___ Selection

Regarding the LSM engine, you can find all the relevant implementation details here: https://sqlite.org/src4/doc/trunk/www/lsm.wiki#summary
> The in-memory tree is an append-only red-black tree structure used to stage user data that has not yet flushed into the database file by the system. Under normal circumstances, the in-memory tree is not allowed to grow very large.
SQLite: The Database at the Edge of the Network with Dr. Richard Hipp
> The in-memory tree is an append-only red-black tree structure used to stage user data that has not yet flushed into the database file by the system.
Hmm, ok, so this contradicts my assumption. Actually, now that I think about it, other LSMs like rocksdb / leveldb work like this too (library-like model with some in-memory component when you "open" the database).
Anyway, without diving into the details of the code, there's other technical decisions that would affect this stuff.
One thing is how big your in-memory structure is (in relation to available memory and insertion workload) and how often you flush to disk is a key thing. Another thing is what your LSM tree looks like - aside from the data structure, how many tiers/levels you have is a big thing. I assume some of these are configurable parameters. E.g. rocksdb has an enormous set of parameters that handles this stuff. It's also annoying to tune.
I found this benchmark here that is illustrative: https://sqlite.org/src4/doc/trunk/www/lsmperf.wiki
The first graph is underwhelming, but when you adjust the buffers (look at the last graph) ~250k writes / second constant regardless of database size (this is why you want an LSM tree) is darned good! And this is on a spinny drive, not an SSD. Their "large" buffer sizes aren't even that large IMHO.

______
___ Records

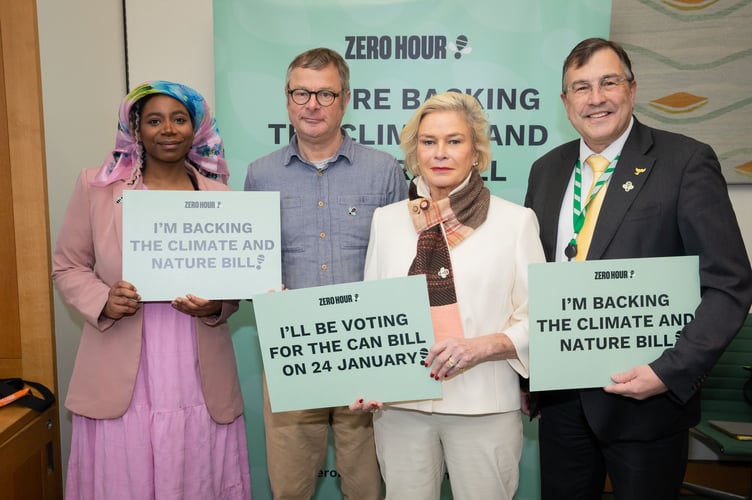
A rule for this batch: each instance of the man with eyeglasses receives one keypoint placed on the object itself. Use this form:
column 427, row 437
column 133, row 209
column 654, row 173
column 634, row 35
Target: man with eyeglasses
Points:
column 329, row 188
column 664, row 196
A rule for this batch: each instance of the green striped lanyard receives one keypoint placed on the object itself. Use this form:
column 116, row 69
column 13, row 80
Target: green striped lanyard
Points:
column 579, row 210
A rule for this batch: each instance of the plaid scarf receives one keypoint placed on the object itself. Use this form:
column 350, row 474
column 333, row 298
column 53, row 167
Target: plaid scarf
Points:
column 442, row 225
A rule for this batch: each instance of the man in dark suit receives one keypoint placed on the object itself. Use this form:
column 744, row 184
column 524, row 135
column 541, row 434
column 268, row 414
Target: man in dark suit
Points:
column 664, row 196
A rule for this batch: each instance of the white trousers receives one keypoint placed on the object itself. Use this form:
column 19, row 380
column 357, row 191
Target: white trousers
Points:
column 481, row 453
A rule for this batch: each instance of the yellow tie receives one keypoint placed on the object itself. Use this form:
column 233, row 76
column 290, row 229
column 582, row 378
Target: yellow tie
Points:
column 599, row 164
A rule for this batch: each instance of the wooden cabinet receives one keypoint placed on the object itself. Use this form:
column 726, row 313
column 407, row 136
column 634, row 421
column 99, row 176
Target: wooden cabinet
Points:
column 29, row 441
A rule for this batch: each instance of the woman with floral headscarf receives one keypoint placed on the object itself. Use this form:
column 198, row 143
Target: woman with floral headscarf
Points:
column 156, row 402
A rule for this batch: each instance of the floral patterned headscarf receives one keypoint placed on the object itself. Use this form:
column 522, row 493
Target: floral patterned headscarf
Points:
column 207, row 152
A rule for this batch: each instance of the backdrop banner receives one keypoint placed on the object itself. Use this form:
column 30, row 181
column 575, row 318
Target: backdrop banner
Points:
column 506, row 53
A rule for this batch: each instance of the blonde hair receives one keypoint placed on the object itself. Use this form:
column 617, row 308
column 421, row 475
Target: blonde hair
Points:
column 469, row 107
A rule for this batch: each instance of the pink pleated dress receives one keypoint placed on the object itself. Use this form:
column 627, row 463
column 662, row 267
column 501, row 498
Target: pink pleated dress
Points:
column 165, row 446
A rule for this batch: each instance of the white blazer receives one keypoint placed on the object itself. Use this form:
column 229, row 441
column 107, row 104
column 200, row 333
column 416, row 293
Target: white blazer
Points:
column 490, row 270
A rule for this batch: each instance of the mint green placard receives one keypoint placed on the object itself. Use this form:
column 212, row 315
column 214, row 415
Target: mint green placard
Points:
column 213, row 244
column 328, row 346
column 592, row 319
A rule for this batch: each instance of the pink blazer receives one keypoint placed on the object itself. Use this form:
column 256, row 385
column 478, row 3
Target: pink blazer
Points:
column 86, row 262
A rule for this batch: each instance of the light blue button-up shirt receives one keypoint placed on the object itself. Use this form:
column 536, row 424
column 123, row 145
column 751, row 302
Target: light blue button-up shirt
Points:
column 326, row 213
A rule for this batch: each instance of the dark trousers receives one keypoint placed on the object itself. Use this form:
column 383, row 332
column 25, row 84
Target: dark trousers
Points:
column 574, row 462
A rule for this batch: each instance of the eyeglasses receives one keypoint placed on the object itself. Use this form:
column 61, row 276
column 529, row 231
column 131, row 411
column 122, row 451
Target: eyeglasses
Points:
column 302, row 96
column 606, row 84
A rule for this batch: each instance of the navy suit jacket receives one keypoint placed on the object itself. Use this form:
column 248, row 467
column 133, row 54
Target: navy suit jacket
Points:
column 678, row 205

______

Set exercise 1: According to the LSM discussion, what kind of structure is the in-memory tree?
Set exercise 2: Reproduce everything in the LSM discussion from "One thing is" down to "that large IMHO.".

Exercise output 1: An append-only red-black tree.

Exercise output 2:
One thing is how big your in-memory structure is (in relation to available memory and insertion workload) and how often you flush to disk is a key thing. Another thing is what your LSM tree looks like - aside from the data structure, how many tiers/levels you have is a big thing. I assume some of these are configurable parameters. E.g. rocksdb has an enormous set of parameters that handles this stuff. It's also annoying to tune.
I found this benchmark here that is illustrative: https://sqlite.org/src4/doc/trunk/www/lsmperf.wiki
The first graph is underwhelming, but when you adjust the buffers (look at the last graph) ~250k writes / second constant regardless of database size (this is why you want an LSM tree) is darned good! And this is on a spinny drive, not an SSD. Their "large" buffer sizes aren't even that large IMHO.